**Exercise text**
══════════

Cabin Fever (2002)

Rating: C-

Dir: Eli Roth
Star: Jordan Ladd, James DeBello, Rider Strong, Joey Kern

Rural nightmare movies tend to come in two forms: the threat is either the residents, or nature. This film has elements of both, and will likely inspire a firm interest in spending your next vacation in an urban landscape. Mind you, for the first half an hour, when you find yourself muttering, “Die! Die!” at the irritating, cookie-cutter teen characters, sympathies are likely to be with the countryfolk. A bunch of students head out to a cabin for a week of drinking, drugs and unprotected sex, until they meet a local with a nasty skin disease, whom they greet with baseball bats, bullets and by setting him on fire. He gets the last laugh, however, contaminating their drinking water with his decomposing corpse. When the kids also start going to pieces – literally – they attempt to get help, but find the inhabitants less than friendly.

Peter Jackson supposedly said “Horror fans have been waiting years for a movie like Cabin Fever” – seems he’s been at the pipeweed, given this mish-mash of elements from (mostly superior) other films. Competently directed, there’s certainly no shortage of skin-crawling moments, KNB doing their usual sterling effects work, but these are hardly characters you care about. With clunky plot contrivances such as people conveniently leaving their car keys in the ignition – more than once – it’s hard to see why this escaped the straight-to-video fate which the script certainly deserves.

══════════

(Data excerpts)
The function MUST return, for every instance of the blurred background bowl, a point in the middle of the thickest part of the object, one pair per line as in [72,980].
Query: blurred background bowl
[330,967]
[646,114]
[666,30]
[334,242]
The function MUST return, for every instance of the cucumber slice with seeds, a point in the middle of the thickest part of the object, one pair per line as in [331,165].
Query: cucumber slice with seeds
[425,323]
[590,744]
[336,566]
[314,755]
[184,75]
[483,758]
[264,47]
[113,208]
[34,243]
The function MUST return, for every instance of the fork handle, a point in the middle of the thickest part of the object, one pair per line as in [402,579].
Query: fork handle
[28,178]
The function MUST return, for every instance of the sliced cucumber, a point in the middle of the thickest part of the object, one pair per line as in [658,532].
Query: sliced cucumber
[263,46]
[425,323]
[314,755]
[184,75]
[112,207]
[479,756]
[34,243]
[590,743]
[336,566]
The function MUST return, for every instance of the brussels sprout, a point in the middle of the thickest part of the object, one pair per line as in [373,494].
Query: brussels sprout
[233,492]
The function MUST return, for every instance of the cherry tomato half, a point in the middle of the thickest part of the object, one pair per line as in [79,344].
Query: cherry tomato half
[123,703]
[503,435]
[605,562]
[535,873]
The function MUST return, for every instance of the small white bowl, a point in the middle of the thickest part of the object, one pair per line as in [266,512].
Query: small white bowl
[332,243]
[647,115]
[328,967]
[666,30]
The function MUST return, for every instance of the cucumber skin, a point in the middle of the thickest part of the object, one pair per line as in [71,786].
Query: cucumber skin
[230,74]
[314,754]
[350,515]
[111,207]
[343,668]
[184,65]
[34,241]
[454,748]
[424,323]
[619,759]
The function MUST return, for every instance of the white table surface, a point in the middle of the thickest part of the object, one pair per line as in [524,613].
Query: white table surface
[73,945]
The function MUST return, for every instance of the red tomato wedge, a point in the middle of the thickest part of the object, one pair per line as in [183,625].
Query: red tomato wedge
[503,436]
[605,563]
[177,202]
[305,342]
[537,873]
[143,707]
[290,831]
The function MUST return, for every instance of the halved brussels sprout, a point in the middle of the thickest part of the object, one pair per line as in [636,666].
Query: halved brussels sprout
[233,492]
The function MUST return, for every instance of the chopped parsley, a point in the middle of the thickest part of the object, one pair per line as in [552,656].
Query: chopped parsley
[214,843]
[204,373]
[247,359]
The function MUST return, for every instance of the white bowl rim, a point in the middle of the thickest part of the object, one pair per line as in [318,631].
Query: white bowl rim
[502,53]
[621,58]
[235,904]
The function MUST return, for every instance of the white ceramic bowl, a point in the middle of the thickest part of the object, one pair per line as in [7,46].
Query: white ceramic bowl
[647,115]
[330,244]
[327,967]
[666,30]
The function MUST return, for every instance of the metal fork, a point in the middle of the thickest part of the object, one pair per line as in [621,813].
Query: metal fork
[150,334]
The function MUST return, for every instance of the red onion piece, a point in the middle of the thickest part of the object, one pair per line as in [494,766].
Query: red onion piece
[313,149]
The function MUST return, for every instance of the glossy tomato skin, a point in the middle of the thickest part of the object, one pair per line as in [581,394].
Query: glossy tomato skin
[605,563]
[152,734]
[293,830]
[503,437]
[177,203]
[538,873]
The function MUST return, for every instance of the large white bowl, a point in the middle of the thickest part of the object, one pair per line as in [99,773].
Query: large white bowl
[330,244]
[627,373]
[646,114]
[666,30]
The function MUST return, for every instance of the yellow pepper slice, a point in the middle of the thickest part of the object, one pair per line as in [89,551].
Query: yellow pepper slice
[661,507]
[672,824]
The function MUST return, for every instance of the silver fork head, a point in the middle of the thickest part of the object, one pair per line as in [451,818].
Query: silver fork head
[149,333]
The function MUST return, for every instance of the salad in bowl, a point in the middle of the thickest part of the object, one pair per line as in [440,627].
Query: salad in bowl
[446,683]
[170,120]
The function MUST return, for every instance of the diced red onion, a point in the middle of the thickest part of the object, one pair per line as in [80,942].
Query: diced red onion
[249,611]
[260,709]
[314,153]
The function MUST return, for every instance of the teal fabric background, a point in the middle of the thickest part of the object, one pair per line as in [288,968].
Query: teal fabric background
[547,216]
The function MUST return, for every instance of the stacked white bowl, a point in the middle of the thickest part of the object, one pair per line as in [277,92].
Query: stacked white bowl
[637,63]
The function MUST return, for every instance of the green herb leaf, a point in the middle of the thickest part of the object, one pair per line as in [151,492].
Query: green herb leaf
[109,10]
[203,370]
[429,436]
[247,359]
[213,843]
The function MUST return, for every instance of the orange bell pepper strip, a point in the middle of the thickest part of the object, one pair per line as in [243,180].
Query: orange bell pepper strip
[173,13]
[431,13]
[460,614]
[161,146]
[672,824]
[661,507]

══════════

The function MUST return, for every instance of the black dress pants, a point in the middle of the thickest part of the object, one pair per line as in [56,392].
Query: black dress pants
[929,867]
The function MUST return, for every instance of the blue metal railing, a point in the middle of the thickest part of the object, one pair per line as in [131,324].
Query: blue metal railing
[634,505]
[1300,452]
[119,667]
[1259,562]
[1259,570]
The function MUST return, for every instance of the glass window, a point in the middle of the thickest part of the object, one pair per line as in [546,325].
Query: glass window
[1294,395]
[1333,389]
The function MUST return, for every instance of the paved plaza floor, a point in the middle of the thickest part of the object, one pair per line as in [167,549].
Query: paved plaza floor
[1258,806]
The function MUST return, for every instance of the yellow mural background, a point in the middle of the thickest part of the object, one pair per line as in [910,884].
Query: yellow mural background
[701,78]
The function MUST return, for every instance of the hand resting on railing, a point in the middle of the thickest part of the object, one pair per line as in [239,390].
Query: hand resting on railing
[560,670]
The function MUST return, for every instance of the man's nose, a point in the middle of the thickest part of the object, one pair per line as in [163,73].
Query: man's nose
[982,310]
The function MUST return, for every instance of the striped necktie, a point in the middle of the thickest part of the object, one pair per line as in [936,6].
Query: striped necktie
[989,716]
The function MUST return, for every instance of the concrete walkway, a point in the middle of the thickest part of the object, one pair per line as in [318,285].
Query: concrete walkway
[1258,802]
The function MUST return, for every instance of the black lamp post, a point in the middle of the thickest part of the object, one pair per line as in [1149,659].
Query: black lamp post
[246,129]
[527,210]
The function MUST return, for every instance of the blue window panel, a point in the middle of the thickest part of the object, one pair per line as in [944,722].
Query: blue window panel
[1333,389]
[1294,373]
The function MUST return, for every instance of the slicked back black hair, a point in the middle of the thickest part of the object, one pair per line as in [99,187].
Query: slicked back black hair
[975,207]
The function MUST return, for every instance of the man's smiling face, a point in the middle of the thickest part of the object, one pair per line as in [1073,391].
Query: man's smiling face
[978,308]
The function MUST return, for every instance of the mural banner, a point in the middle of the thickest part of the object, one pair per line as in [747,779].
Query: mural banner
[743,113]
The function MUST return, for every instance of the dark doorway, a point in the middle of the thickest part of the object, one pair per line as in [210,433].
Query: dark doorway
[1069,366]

══════════

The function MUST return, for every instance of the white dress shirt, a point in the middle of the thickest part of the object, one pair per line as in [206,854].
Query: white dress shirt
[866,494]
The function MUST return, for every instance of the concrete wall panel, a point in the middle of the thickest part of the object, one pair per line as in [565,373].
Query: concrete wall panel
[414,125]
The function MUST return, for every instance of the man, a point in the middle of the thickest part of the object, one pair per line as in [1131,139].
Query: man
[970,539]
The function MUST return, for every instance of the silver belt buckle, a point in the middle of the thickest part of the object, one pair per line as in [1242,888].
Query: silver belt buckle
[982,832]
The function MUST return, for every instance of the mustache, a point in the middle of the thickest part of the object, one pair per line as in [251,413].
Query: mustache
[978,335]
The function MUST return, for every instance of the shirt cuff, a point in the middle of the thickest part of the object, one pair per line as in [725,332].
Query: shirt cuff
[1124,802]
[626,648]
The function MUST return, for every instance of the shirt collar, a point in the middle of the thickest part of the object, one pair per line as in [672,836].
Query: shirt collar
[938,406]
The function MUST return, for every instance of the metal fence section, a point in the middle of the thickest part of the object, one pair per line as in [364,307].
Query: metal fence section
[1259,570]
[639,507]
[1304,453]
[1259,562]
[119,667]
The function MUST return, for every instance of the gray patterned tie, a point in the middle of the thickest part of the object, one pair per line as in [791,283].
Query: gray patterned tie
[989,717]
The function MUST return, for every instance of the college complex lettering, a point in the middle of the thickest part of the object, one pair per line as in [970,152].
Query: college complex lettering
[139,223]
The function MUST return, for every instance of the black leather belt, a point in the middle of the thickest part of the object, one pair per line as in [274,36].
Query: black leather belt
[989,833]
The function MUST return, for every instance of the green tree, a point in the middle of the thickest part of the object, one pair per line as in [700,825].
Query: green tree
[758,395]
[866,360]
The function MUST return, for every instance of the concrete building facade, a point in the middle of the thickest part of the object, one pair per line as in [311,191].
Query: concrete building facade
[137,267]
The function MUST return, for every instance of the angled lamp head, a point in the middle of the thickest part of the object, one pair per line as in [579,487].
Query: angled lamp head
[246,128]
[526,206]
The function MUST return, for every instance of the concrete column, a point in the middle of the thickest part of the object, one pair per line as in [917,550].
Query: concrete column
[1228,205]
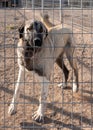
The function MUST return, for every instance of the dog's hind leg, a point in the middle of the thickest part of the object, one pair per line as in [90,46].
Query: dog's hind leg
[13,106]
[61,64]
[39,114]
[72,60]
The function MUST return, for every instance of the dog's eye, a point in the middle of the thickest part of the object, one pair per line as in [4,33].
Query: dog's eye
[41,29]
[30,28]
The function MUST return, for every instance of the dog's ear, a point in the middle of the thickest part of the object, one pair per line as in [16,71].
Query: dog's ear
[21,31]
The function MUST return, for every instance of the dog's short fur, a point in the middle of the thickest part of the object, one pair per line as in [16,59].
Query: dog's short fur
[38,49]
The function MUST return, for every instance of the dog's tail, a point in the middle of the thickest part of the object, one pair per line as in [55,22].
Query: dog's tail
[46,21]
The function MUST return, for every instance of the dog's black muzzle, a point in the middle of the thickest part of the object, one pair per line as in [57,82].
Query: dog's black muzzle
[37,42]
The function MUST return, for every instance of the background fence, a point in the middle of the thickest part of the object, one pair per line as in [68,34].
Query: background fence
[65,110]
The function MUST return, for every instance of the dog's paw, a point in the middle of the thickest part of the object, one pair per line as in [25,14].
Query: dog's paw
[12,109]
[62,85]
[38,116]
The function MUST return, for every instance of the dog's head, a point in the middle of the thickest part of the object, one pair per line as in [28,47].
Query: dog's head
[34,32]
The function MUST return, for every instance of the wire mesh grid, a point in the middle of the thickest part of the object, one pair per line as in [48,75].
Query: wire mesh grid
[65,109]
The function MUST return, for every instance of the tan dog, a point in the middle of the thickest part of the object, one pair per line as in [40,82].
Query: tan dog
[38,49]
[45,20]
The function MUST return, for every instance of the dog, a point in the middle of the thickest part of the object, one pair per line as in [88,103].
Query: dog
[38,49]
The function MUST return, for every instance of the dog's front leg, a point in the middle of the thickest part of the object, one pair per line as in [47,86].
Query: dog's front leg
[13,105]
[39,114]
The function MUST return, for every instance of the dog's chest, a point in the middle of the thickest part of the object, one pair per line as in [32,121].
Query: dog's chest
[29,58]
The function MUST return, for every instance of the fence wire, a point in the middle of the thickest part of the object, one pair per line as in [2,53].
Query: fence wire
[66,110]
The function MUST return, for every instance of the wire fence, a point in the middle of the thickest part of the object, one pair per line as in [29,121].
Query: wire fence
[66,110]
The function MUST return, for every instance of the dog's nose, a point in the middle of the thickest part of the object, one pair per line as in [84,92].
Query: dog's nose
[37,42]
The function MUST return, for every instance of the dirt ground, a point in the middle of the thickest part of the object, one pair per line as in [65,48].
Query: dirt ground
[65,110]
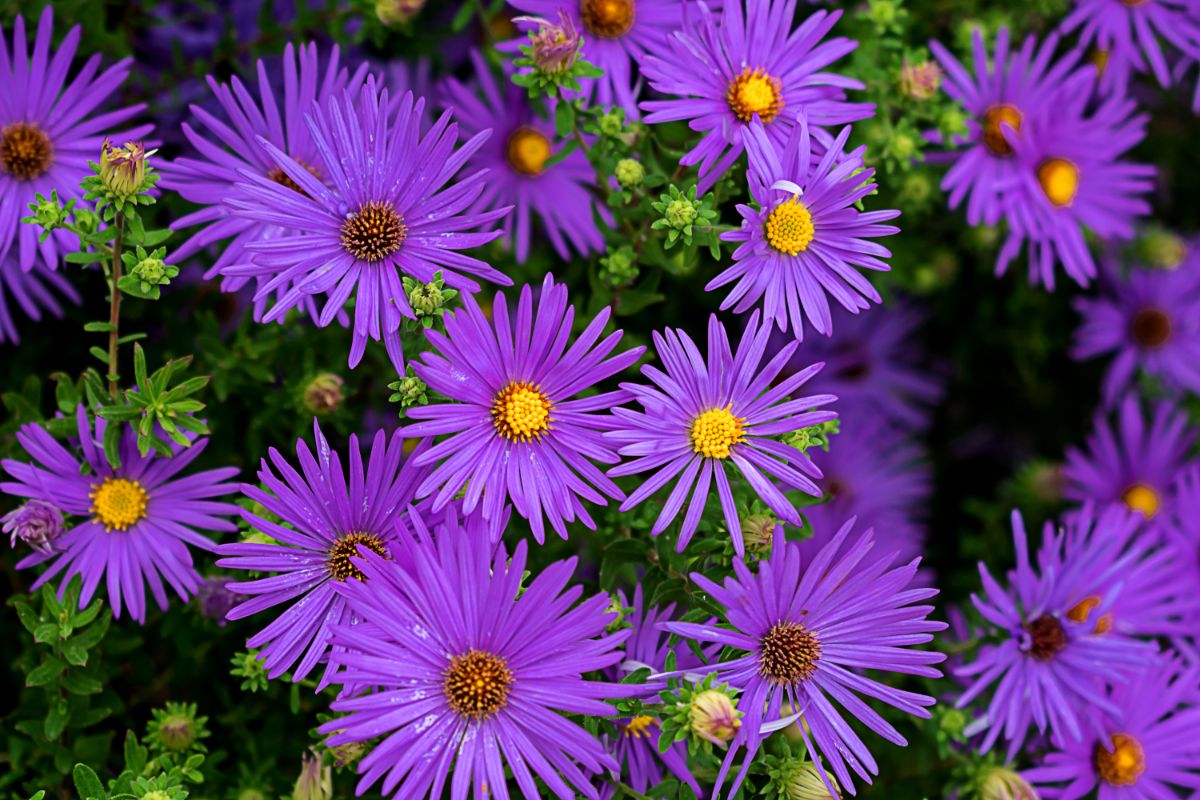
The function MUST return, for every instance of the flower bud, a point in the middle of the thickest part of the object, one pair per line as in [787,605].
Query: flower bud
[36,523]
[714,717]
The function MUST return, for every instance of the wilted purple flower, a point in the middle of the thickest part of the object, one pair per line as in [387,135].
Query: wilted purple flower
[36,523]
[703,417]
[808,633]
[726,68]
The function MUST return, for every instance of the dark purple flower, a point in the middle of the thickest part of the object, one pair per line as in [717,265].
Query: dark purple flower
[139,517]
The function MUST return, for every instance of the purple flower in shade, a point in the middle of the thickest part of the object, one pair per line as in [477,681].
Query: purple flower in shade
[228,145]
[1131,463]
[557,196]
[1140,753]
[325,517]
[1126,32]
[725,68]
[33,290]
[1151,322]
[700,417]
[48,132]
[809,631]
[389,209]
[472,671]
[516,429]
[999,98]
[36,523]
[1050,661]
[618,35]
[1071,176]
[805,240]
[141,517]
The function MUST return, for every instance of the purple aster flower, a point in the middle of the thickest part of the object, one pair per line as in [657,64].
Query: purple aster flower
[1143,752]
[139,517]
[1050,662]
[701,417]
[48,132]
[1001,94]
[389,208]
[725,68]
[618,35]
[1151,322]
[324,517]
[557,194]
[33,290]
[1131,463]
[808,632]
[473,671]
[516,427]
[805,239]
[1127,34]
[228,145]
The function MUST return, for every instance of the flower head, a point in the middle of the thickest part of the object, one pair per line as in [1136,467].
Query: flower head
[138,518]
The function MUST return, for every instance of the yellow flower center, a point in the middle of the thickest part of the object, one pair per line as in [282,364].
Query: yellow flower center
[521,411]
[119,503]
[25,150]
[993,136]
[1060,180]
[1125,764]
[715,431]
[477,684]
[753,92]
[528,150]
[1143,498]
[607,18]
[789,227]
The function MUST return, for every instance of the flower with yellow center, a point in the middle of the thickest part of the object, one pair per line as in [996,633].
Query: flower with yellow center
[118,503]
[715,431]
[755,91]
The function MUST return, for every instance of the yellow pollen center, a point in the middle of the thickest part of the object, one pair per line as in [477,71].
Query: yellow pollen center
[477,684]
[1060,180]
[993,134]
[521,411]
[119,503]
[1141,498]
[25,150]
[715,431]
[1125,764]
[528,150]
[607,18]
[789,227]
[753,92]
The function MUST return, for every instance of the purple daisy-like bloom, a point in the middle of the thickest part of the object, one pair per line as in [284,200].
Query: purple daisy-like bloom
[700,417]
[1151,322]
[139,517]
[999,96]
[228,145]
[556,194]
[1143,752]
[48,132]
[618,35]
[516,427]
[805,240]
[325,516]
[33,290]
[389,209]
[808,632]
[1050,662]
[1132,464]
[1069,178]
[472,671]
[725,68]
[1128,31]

══════════

**Work instruction**
Please repeat the Cabin Fever review word for word, between "Peter Jackson supposedly" and "script certainly deserves.", inclusive.

**Answer to this task**
Peter Jackson supposedly said “Horror fans have been waiting years for a movie like Cabin Fever” – seems he’s been at the pipeweed, given this mish-mash of elements from (mostly superior) other films. Competently directed, there’s certainly no shortage of skin-crawling moments, KNB doing their usual sterling effects work, but these are hardly characters you care about. With clunky plot contrivances such as people conveniently leaving their car keys in the ignition – more than once – it’s hard to see why this escaped the straight-to-video fate which the script certainly deserves.